### Document text:
## BEGIN
# Set is Infinite iff exist Subsets of all Finite Cardinalities

## Theorem

A set $S$ is infinite if and only if for all $n \in \N$, there exists a subset of $S$ whose cardinality is $n$.

## Proof

Let the cardinality of a set $S$ be denoted $\card S$.

### Necessary Condition

Suppose $S$ is infinite.

We use mathematical induction on $n$.

For all $n \in \N$, let $\map P n$ be the proposition:

- There exists a subset of $S$ whose cardinality is $n$.

#### Basis for the Induction

From Empty Set is Subset of All Sets:

- $\O \subseteq S$

From Cardinality of Empty Set, its cardinality is $0$.

This is our basis for the induction.

#### Induction Hypothesis

Now we need to show that, if $\map P k$ is true, where $k \ge 0$, then it logically follows that $\map P {k + 1}$ is true.

So this is our induction hypothesis:

- There exists a subset of $S$ whose cardinality is $k$.

Then we need to show:

- There exists a subset of $S$ whose cardinality is $k + 1$.
## END
[Point labeling examples]
## BEGIN
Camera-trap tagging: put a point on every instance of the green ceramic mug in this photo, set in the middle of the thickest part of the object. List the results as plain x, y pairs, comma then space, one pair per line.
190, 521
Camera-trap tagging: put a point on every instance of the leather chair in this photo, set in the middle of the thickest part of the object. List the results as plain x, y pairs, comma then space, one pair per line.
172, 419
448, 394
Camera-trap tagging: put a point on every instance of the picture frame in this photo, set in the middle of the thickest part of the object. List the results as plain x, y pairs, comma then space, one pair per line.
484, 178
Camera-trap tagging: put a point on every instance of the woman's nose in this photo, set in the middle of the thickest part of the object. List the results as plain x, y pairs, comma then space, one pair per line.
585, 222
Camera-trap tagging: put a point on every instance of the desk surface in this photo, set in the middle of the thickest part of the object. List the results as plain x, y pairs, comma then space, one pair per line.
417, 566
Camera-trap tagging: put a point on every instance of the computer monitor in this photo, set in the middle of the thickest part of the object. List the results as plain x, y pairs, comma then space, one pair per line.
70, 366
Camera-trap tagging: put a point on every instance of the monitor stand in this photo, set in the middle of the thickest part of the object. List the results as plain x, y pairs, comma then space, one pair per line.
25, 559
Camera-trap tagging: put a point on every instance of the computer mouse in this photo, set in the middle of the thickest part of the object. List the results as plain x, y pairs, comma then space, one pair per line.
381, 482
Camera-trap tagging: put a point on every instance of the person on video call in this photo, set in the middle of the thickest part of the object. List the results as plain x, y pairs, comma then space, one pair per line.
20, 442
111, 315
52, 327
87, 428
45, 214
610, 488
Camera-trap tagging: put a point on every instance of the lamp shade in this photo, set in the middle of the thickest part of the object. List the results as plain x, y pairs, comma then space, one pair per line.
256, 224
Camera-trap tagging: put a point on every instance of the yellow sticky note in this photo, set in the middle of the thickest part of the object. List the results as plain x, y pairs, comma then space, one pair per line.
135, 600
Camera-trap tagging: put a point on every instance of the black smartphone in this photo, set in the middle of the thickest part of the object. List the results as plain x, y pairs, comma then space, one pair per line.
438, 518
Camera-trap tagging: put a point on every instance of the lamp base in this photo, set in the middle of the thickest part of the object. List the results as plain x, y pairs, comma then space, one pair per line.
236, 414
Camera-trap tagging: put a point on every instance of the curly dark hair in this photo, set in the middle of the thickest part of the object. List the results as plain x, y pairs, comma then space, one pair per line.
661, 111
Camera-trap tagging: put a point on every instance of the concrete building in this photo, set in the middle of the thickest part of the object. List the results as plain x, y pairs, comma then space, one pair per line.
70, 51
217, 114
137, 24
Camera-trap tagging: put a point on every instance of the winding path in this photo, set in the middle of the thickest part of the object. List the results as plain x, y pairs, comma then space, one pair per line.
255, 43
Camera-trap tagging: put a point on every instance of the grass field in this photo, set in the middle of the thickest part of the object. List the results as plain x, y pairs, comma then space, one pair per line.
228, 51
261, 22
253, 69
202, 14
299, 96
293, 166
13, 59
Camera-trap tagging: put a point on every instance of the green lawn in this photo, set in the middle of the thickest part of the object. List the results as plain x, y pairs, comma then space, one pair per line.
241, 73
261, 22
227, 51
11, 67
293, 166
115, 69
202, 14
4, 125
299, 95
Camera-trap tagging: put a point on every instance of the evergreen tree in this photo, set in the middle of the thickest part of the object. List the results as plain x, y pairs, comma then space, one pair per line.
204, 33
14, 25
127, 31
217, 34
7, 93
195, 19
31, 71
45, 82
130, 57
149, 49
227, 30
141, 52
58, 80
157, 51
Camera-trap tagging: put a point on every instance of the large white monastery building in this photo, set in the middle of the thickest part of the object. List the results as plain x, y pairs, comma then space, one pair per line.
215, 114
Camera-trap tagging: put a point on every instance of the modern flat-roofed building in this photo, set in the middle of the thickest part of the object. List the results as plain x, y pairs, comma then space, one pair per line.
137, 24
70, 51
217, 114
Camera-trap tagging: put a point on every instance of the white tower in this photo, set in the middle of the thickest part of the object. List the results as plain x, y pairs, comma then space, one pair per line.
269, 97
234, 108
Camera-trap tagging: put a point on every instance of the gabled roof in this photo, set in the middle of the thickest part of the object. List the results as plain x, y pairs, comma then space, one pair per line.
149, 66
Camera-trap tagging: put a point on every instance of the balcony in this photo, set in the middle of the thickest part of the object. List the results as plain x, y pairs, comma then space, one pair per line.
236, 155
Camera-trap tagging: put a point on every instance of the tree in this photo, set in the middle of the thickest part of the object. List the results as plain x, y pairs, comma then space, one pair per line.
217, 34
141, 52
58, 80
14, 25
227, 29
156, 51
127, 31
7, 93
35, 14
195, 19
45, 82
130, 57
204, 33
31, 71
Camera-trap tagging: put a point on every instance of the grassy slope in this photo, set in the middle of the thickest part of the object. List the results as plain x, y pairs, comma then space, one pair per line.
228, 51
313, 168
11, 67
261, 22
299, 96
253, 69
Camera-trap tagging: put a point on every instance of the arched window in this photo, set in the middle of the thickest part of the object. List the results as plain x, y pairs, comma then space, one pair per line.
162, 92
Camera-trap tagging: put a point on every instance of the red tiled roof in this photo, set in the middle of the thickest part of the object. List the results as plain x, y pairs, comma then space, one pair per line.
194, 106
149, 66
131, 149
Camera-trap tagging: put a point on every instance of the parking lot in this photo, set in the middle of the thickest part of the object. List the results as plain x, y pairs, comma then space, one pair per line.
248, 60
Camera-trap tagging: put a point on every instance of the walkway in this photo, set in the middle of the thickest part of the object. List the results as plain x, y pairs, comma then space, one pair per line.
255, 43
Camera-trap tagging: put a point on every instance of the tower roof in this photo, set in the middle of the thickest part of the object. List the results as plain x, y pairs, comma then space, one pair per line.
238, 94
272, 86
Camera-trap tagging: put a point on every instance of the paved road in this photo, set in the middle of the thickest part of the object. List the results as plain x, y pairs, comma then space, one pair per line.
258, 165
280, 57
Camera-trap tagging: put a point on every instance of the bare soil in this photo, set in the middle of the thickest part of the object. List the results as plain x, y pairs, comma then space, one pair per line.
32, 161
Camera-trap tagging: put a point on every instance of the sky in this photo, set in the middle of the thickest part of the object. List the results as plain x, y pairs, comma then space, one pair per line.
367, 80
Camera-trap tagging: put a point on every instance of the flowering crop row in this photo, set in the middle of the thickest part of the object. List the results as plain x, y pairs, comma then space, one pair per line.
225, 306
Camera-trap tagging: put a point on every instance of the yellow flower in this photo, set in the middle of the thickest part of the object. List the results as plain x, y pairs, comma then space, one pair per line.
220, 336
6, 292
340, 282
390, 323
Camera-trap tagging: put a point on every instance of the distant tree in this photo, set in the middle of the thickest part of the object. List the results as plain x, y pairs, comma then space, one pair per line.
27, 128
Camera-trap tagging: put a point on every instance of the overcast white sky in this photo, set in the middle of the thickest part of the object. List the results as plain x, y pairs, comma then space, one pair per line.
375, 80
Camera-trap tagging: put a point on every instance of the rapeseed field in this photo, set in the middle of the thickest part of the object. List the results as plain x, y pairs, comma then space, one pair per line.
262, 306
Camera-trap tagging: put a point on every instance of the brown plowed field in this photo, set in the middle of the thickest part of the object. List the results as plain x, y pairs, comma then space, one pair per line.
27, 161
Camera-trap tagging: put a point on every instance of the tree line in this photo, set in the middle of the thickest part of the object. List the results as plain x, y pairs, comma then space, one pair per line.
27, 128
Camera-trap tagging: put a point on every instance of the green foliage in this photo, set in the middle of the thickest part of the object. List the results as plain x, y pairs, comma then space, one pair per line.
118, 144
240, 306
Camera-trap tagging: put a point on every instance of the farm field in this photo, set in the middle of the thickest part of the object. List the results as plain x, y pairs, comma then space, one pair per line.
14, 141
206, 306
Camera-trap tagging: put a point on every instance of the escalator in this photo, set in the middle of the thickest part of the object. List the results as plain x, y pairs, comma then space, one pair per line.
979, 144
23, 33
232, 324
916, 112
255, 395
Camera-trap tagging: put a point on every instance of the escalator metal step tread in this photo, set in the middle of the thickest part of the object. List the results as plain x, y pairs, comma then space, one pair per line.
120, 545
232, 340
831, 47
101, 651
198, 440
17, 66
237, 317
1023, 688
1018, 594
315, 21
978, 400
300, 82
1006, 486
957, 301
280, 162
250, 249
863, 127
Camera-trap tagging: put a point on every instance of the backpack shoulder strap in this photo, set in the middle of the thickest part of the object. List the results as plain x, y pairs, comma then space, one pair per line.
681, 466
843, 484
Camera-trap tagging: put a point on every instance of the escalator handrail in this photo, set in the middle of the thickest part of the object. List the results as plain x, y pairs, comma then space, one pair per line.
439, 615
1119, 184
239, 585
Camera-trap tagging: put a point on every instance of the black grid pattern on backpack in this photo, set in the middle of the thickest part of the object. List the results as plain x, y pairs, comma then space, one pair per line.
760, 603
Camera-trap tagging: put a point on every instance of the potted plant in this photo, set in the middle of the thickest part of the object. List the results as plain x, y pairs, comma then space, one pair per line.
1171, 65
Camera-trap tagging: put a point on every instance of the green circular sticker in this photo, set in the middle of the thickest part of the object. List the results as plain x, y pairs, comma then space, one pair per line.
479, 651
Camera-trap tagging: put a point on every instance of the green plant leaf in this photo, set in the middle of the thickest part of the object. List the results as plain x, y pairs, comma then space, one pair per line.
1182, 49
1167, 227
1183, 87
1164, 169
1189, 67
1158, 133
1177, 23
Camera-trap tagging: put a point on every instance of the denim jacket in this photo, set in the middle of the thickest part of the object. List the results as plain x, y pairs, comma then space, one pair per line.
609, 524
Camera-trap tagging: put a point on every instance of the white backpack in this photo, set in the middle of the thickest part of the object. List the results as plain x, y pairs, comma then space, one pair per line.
## END
### Given exercise:
In the proof about infinite sets, what method is used on $n$ to show the necessary condition?

### Reply:
Mathematical induction on $n$.